■ **DOCUMENT TEXT**
^^^^

Timber group replaces sub-contractors
Myanma Timber Enterprise will undertake extraction activities with the support from service providers, according to an official from the organisation.
THE state-owned Myanma Timber Enterprise (MTE) will undertake extraction activities with the support from service providers, according to an official from the organisation.
This comes after it previously said no more sub-contracts would be issued. It announced that the decision to hire service providers was due to the MTE’S capacity limits. Experts have questioned the differences between subcontractors and service providers and argued that transparency is essential in any reformed processes.
Last year, the MTE announced that it would only extract timber on its own capacity and would not issue sub-contracts to private firms to undertake extraction activities.
Instead, the MTE is going to carry out its activities with service providers in five different contracts – felling, skidding, road construction, trucking and loading/ uploading processes, U Khin Maung Kyi, deputy general manager for extraction at the state-owned enterprise, said.
The MTE is a state-owned enterprise (SOE) responsible for the cutting and export of timber in Myanmar. According to the 1992 Forestry Law, teak or any other hard wood extracted by MTE is permitted by the law.
The MTE has extracted 80,000 tonnes of teak and 200,000 tonnes of hardwood. After suspending their operations for a year, the organisation plans to extract 15,000 tonnes of teak and 350,000 tonnes of hardwood in fiscal year 2017-18, according to extraction statistics from the SOE.
U Khin Maung Kyi said that the decision to hire service providers is due to the limitation of the MTE’S institutional capacity to fulfil all the demands in extracting timber. The existing transport capacity is also hindered by the fact that the vehicles are in use for more than three decades.
“The MTE has a limited capacity to extract the full amount of timber.
“With the current number of elephants and vehicles for timber extractions, we do not have sufficient capacity or efficiency to manage the work on our own.
“This is because our vehicles have been used for more than 30 years. So we will hire service providers for the areas where the MTE cannot do,” he said.
U Khin Maung Kyi added that the service providers will not receive profit shares on timber trade and cannot buy the timber extracted. This signals a difference from the SOE’S past practices.

^^^^

■ **SUPPLIED DATA**
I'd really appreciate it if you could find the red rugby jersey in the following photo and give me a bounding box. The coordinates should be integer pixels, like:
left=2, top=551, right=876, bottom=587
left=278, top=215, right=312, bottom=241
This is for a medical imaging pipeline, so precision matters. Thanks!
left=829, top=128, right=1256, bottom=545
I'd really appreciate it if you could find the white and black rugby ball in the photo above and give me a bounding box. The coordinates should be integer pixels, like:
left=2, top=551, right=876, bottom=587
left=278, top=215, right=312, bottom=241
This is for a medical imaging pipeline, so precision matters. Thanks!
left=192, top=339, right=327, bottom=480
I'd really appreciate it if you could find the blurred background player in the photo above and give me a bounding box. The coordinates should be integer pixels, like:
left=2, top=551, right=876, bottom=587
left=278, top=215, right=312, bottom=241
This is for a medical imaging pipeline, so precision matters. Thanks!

^^^^

■ **REQUIREMENT 1**
Answer these from the timber article, one line each:
(a) In how many separate contracts will the service providers carry out the work?
(b) Which law is cited as permitting teak or other hardwood extracted by the MTE?
(c) How many tonnes of hardwood does the MTE plan to extract in fiscal year 2017-18?
■ **REQUIREMENT 2**
Please repeat the stretch of the timber article from "Instead, the MTE" through "from the SOE.".
■ **REQUIREMENT 3**
According to the timber article, why is the MTE hiring service providers for extraction? Explain in one to three sentences.

■ **CORRECT RESULT 1**
(a) Five contracts.
(b) The 1992 Forestry Law.
(c) 350,000 tonnes.

■ **CORRECT RESULT 2**
Instead, the MTE is going to carry out its activities with service providers in five different contracts – felling, skidding, road construction, trucking and loading/ uploading processes, U Khin Maung Kyi, deputy general manager for extraction at the state-owned enterprise, said.
The MTE is a state-owned enterprise (SOE) responsible for the cutting and export of timber in Myanmar. According to the 1992 Forestry Law, teak or any other hard wood extracted by MTE is permitted by the law.
The MTE has extracted 80,000 tonnes of teak and 200,000 tonnes of hardwood. After suspending their operations for a year, the organisation plans to extract 15,000 tonnes of teak and 350,000 tonnes of hardwood in fiscal year 2017-18, according to extraction statistics from the SOE.

■ **CORRECT RESULT 3**
The MTE lacks the institutional capacity to meet all of the timber extraction demands. Its current elephants and vehicles are not enough to do the work on its own, partly because its vehicles have been in use for more than 30 years. It will therefore hire service providers for the areas it cannot handle itself.